===== EXTRAIT DU DOCUMENT =====

Le parti de gauche, die Linke, salue également l’arrêt des exportations allemandes de certains équipements militaires vers Israël et l’attribue à la pression politique. Lea Reisner, responsable des affaires étrangères du parti Die Linke, a par ailleurs appelé sur X à prendre des mesures supplémentaires en réponse au plan pour le contrôle de Gaza.
« À partir d’aujourd’hui, Israël fait le sale boulot pour nous, mais sans les armes allemandes », c’est ce qu’a pour sa part déploré sur X le président de la Junge Union JU et député CDU au Bundestag, Johannes Winkel. Le parti des chrétiens-démocrates est en quête de consensus sur la guerre au Proche-Orient.
Le Conseil central des Juifs d’Allemagne demande pour sa part au chancelier Friedrich Merz (CDU) de revenir sur la suspension partielle des exportations d’armes vers Israël. Selon son président Josef Schuster, « ce changement de cap va à l’encontre de toutes les déclarations de solidarité et de toutes les promesses faites par le chancelier depuis son entrée en fonction ». Selon lui, alors qu’Israel est régulièrement la cible d’attaques de ses voisins dans la région, le priver « de la possibilité de se défendre contre de telles menaces met en danger son existence ».
Outre la situation à Gaza, le gouvernement allemand s’est aussi exprimé au sujet de la Cisjordanie en demandant à Israël de ne pas prendre de nouvelles mesures en vue de l’annexer.

===== DONNÉES FOURNIES =====

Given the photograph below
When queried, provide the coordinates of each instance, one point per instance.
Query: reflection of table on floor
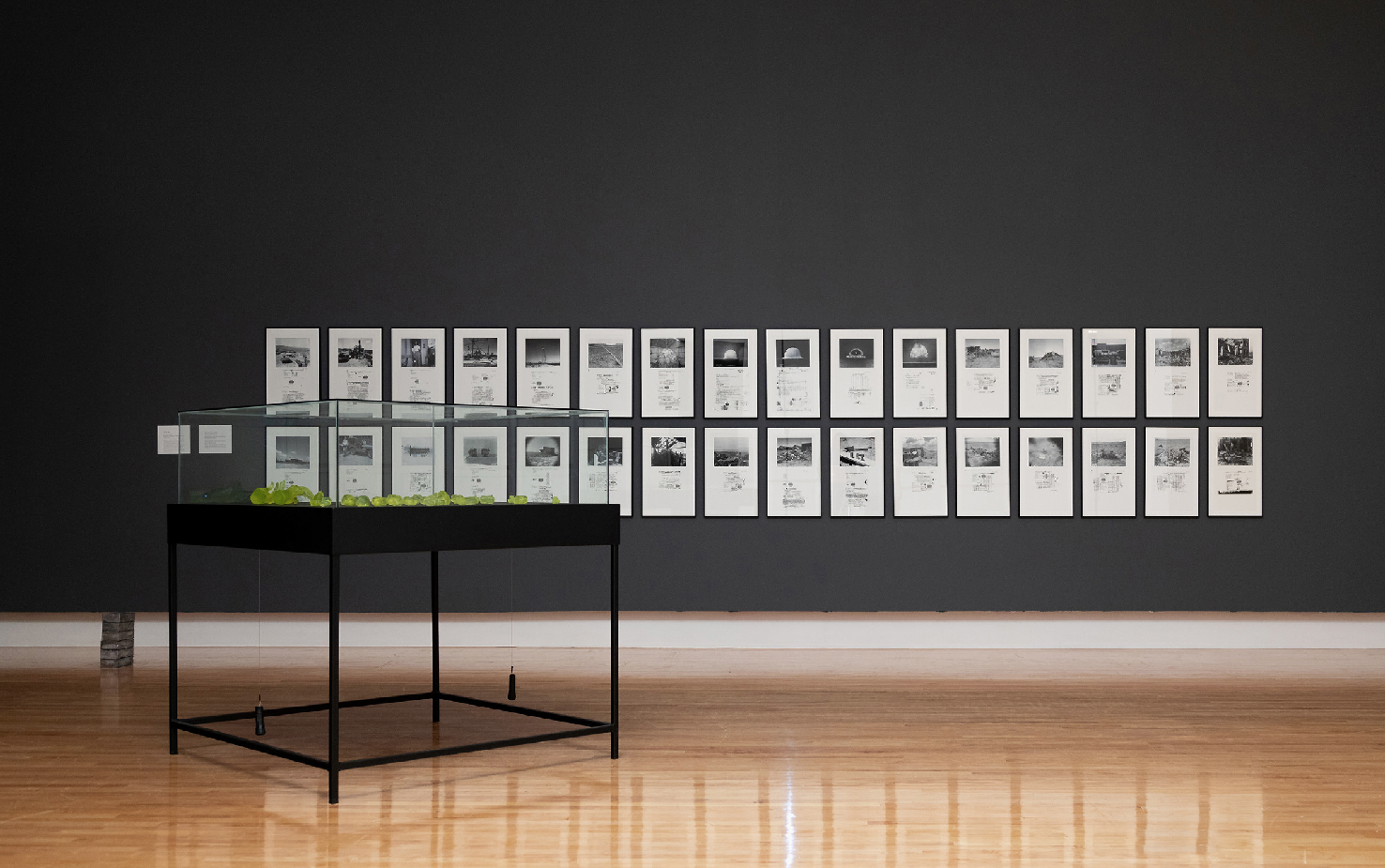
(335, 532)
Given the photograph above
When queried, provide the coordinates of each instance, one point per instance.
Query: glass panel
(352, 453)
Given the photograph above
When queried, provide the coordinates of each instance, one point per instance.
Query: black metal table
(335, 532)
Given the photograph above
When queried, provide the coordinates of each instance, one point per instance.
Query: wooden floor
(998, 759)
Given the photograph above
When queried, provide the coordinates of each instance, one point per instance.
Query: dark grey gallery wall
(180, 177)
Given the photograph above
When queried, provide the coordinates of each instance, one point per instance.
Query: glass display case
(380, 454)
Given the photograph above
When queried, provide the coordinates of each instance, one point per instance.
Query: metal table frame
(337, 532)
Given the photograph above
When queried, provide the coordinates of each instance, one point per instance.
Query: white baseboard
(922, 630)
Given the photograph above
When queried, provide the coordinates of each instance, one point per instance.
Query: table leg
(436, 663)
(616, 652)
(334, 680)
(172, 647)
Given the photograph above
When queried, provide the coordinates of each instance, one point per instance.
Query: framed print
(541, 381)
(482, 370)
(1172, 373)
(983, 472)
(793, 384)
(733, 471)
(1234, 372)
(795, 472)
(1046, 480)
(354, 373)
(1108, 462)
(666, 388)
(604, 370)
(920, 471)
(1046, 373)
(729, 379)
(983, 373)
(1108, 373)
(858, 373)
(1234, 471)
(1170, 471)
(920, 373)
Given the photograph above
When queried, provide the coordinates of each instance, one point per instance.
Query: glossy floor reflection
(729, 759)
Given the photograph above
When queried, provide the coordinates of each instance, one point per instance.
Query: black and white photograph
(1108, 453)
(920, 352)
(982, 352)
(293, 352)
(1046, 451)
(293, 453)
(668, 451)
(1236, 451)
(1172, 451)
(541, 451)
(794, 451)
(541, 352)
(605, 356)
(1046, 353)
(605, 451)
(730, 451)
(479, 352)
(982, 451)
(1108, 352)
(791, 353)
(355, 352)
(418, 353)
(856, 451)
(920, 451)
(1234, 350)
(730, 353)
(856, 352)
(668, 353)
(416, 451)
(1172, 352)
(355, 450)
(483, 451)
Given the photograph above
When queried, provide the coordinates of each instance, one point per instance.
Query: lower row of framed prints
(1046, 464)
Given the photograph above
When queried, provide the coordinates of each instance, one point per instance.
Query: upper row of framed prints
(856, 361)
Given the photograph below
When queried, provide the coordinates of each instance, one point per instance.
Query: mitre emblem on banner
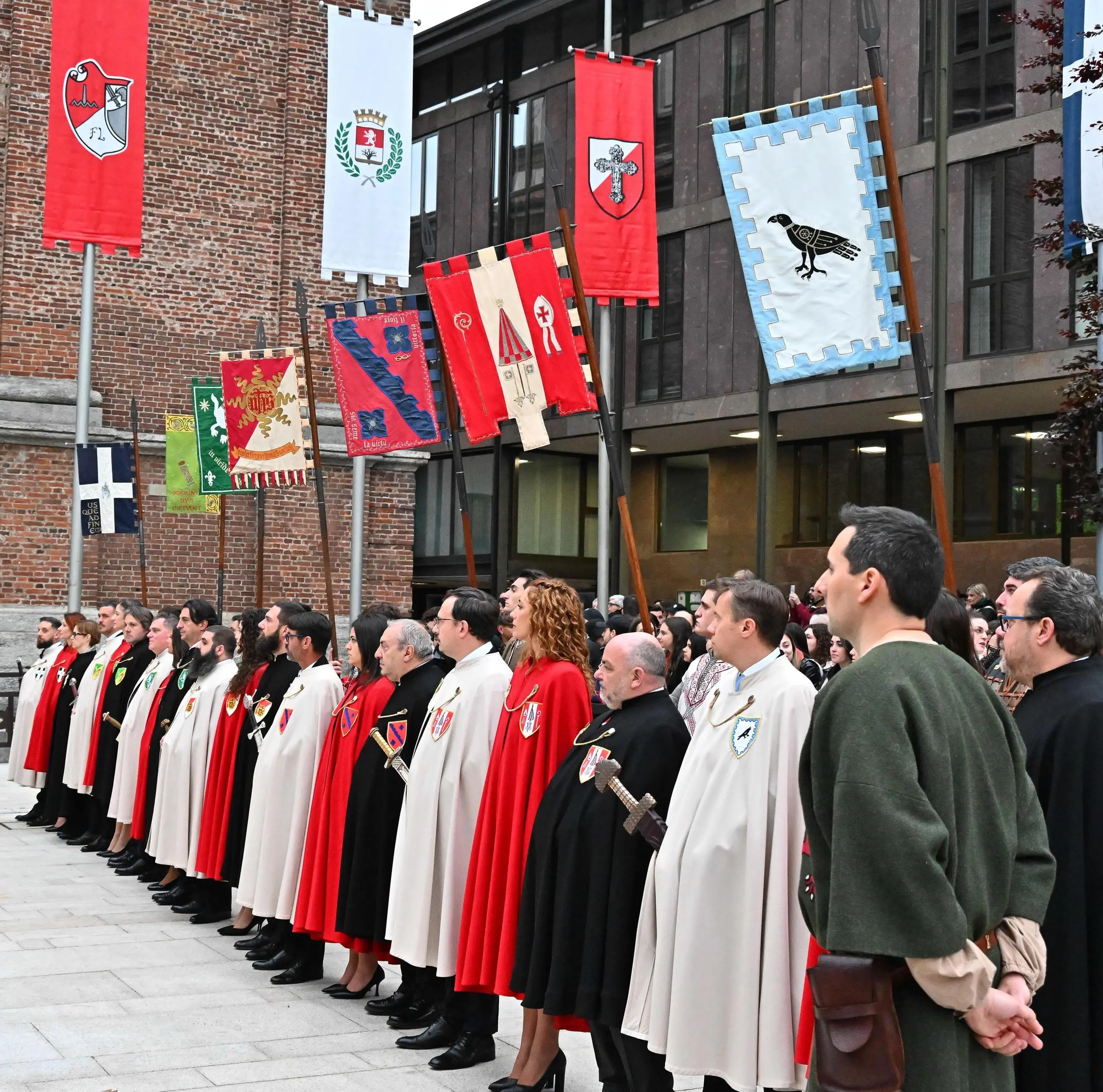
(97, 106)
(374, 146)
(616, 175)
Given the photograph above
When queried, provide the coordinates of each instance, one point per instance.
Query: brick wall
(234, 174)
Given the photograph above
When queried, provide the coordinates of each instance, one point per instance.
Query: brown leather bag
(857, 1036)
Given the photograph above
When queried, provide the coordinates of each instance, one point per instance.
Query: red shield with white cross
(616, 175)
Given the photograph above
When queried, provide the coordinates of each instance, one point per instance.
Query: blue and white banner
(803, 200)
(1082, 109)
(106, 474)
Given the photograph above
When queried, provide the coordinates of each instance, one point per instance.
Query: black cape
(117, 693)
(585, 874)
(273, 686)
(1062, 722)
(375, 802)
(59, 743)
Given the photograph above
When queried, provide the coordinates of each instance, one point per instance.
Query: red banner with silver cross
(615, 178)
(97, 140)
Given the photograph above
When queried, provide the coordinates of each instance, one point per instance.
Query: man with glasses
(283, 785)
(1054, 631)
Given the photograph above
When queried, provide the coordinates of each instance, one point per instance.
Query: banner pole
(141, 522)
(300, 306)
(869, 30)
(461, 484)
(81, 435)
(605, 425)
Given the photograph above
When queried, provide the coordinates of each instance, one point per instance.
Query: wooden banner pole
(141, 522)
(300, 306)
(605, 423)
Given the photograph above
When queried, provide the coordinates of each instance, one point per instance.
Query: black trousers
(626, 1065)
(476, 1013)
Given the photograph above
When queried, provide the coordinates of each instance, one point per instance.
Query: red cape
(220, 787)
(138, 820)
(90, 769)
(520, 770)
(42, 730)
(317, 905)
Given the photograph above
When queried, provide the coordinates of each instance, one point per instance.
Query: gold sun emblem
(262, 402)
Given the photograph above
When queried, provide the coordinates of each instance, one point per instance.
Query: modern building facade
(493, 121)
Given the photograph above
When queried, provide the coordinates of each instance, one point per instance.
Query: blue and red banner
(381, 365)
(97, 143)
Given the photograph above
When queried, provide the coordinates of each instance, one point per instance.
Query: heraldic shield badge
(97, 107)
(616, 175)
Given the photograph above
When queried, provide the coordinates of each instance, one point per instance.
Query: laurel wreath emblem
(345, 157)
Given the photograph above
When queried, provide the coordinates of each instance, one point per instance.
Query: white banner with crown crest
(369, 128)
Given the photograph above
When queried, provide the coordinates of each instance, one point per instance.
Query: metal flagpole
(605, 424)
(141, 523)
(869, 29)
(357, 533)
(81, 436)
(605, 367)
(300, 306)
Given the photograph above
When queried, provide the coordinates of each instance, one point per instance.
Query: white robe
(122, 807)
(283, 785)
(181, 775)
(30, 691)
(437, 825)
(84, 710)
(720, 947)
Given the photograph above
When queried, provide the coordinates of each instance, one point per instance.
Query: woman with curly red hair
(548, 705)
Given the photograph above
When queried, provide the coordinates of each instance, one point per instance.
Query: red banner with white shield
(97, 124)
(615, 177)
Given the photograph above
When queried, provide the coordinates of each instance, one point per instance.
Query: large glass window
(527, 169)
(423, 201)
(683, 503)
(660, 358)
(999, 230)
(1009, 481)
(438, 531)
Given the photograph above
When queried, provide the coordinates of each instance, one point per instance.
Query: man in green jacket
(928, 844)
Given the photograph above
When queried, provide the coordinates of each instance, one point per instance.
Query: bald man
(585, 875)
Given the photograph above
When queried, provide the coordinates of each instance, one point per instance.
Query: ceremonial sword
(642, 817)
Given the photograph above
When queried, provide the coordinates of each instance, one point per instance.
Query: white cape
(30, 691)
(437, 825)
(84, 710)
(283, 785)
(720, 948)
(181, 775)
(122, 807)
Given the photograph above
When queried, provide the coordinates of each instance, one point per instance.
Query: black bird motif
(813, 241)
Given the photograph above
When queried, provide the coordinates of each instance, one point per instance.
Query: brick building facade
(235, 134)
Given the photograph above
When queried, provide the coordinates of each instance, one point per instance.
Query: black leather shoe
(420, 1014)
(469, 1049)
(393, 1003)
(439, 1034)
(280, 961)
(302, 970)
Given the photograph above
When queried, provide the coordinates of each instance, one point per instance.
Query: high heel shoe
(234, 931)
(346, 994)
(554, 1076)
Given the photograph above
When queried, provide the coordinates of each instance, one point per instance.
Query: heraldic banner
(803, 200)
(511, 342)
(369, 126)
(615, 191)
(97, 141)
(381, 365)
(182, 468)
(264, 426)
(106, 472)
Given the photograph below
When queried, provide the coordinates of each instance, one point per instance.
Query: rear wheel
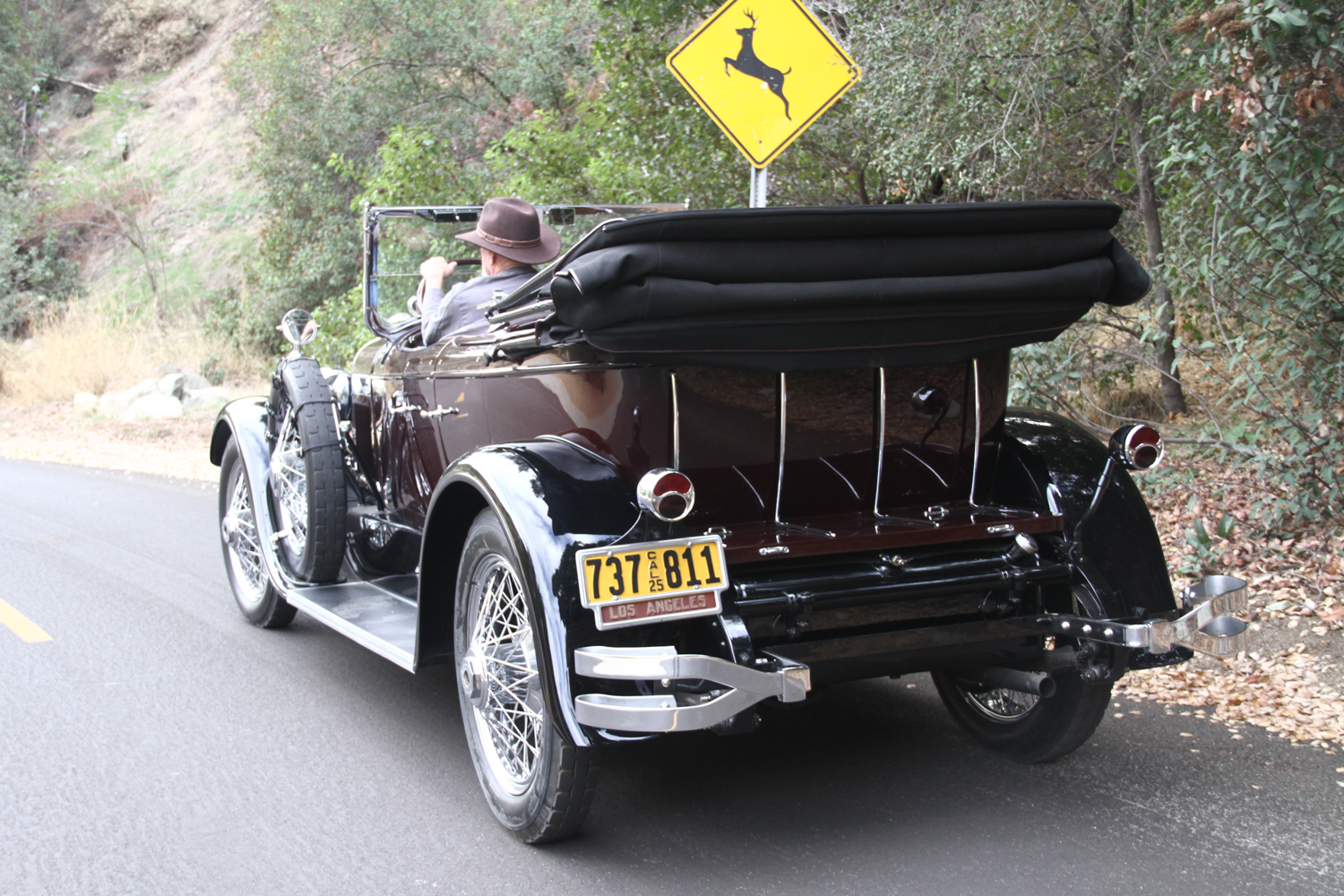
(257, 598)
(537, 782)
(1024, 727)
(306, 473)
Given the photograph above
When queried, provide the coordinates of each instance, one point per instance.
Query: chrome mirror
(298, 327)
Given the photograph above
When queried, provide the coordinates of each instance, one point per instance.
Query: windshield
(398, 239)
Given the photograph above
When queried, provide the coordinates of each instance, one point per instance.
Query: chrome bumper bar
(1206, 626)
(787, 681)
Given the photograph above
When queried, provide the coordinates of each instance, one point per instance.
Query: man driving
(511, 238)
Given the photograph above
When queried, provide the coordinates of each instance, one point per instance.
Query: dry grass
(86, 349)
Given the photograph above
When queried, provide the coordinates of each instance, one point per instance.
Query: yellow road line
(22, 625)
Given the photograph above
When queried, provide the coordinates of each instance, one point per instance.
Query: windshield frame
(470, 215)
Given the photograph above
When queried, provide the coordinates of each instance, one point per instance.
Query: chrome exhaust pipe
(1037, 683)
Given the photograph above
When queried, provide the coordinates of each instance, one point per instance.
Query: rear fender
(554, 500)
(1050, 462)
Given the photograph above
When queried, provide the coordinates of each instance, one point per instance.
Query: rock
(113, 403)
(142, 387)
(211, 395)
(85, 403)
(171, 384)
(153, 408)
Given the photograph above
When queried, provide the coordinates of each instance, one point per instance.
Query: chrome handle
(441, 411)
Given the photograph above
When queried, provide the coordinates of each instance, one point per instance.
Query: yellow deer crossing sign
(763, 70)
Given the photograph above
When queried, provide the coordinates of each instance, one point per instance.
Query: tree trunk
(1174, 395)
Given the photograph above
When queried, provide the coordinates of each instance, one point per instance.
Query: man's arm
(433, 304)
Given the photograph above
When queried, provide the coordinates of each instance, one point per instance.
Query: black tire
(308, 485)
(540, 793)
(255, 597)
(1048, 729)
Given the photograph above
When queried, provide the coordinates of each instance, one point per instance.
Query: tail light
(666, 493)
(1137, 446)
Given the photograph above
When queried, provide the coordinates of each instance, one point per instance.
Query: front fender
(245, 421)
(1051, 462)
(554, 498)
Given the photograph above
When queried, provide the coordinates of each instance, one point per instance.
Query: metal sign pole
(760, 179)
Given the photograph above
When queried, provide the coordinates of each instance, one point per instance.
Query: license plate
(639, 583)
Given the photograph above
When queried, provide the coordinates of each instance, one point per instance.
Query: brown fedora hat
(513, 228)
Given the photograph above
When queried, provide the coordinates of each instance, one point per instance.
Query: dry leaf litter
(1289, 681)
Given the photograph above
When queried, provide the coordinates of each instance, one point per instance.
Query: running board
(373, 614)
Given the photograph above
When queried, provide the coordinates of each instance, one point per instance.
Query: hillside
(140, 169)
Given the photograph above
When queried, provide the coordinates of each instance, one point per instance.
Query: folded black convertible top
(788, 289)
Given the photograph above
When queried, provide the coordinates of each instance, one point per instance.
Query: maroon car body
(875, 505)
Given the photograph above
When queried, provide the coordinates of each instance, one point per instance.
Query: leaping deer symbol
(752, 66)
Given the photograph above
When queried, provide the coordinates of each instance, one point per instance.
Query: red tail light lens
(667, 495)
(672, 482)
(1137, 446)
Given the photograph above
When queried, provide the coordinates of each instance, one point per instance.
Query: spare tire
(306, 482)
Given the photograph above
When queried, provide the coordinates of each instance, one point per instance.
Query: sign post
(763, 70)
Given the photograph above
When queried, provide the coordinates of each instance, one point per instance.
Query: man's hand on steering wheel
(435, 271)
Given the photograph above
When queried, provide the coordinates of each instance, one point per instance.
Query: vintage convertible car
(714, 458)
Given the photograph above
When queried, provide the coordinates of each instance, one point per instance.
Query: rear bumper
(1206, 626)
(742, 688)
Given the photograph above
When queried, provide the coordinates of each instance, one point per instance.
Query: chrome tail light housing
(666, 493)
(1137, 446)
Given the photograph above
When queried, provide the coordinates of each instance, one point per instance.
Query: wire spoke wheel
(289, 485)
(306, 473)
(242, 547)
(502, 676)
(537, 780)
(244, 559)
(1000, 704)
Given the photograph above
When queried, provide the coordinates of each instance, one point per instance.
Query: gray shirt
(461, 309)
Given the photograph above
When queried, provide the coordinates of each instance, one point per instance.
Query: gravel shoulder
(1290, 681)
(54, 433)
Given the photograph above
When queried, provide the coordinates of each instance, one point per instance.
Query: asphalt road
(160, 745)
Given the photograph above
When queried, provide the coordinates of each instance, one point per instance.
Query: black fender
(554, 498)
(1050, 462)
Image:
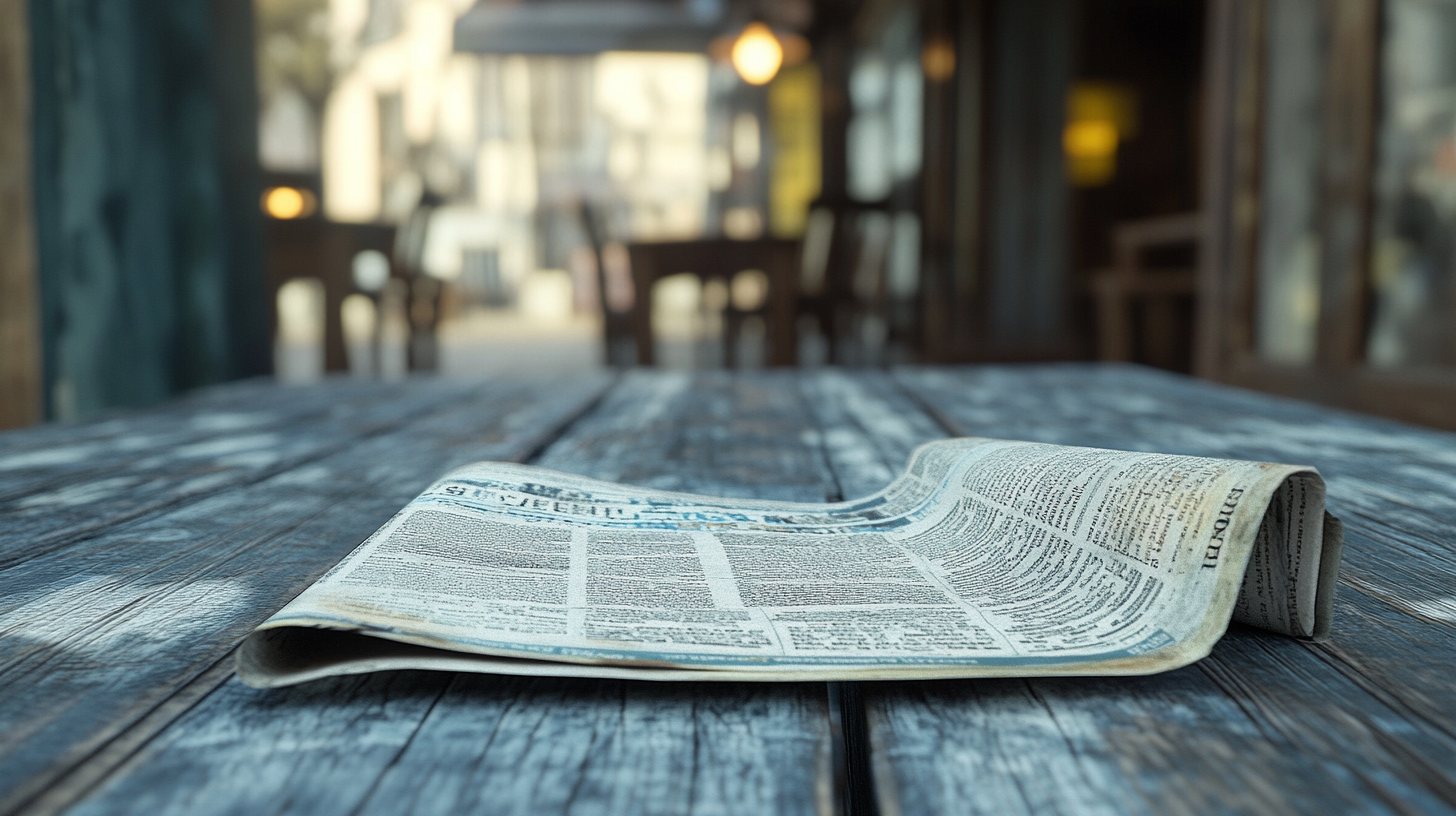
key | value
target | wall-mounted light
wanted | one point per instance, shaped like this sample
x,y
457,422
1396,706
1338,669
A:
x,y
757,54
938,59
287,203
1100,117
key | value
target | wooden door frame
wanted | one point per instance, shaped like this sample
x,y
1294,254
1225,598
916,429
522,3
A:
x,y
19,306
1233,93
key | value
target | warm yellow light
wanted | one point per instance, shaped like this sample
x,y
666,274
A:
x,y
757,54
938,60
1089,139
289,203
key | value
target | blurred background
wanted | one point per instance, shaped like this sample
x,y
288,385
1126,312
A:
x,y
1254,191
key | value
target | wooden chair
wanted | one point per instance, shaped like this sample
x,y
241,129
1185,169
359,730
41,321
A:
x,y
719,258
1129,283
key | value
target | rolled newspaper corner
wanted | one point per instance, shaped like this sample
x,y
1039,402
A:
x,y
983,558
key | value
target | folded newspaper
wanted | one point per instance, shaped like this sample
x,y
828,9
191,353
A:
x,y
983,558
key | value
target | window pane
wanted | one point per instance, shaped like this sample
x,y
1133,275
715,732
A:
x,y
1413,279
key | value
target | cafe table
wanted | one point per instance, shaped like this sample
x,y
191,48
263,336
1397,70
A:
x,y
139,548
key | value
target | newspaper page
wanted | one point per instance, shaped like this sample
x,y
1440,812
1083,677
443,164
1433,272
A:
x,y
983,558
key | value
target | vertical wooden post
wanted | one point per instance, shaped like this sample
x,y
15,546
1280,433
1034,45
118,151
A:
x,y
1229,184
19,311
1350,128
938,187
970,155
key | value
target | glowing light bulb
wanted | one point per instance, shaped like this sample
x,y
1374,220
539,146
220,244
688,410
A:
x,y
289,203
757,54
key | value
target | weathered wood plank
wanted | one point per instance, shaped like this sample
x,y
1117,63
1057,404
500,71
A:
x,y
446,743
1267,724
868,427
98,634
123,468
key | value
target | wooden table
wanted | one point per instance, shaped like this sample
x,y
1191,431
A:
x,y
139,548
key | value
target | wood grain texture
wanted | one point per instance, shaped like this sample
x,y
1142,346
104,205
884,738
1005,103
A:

=====

## ACTIONS À MENER
1) Relevez toutes les personnes nommées dans l'extrait sur les exportations d'armes allemandes vers Israël.
2) Comptez les lignes de la liste ci-dessus qui contiennent le mot « newspaper », puis indiquez uniquement ce nombre.

## RÉPONSES FOURNIES
1) Lea Reisner, Johannes Winkel, Friedrich Merz, Josef Schuster

2) 3